--- BEGIN Data shown ---

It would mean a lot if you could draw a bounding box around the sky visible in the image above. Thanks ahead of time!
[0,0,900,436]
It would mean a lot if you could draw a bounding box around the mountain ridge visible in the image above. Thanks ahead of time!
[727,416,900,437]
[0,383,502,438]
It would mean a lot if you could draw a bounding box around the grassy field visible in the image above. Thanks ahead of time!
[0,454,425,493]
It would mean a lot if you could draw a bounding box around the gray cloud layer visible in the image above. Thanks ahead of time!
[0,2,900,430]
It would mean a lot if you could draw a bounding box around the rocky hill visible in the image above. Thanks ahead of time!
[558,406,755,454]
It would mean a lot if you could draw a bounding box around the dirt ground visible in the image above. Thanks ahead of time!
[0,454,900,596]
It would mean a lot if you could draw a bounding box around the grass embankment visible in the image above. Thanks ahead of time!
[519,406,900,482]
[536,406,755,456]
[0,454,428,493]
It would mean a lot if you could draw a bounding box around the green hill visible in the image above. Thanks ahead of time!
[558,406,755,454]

--- END Data shown ---

### Your objective
Convert all of the records above into a numbered list with each line as its own item, and leave out any blank lines.

### Full response
1. It would mean a lot if you could draw a bounding box around the sky visible in the image above. Thanks ahead of time!
2. [0,0,900,436]
3. It would mean a lot if you could draw a bounding box around the mountain ridge visible in the image above. Thanks ahead of time!
4. [727,416,900,437]
5. [0,383,502,438]
6. It would mean a lot if you could draw a bounding box around the grassy field visible in the image above. Thanks ahead of time!
7. [0,454,425,493]
8. It would mean a lot if you could draw a bounding box around the gray cloud layer visible in the image above. Thanks ahead of time!
9. [0,2,900,430]
10. It would mean a lot if you could draw a bounding box around the rocky hill visible in the image above. Thanks ahead of time!
11. [558,406,755,454]
12. It would mean a lot if you could draw a bounding box around the dirt ground visible in the image above. Thanks ahead of time!
13. [0,454,900,596]
14. It would mean a lot if you could draw a bounding box around the grass embankment visible in the image above. Thanks ahead of time!
15. [519,406,900,482]
16. [536,406,755,456]
17. [0,454,428,493]
18. It would mean a lot if you could draw a bounding box around the green hill visible in the image above. Thanks ahead of time!
19. [558,406,755,454]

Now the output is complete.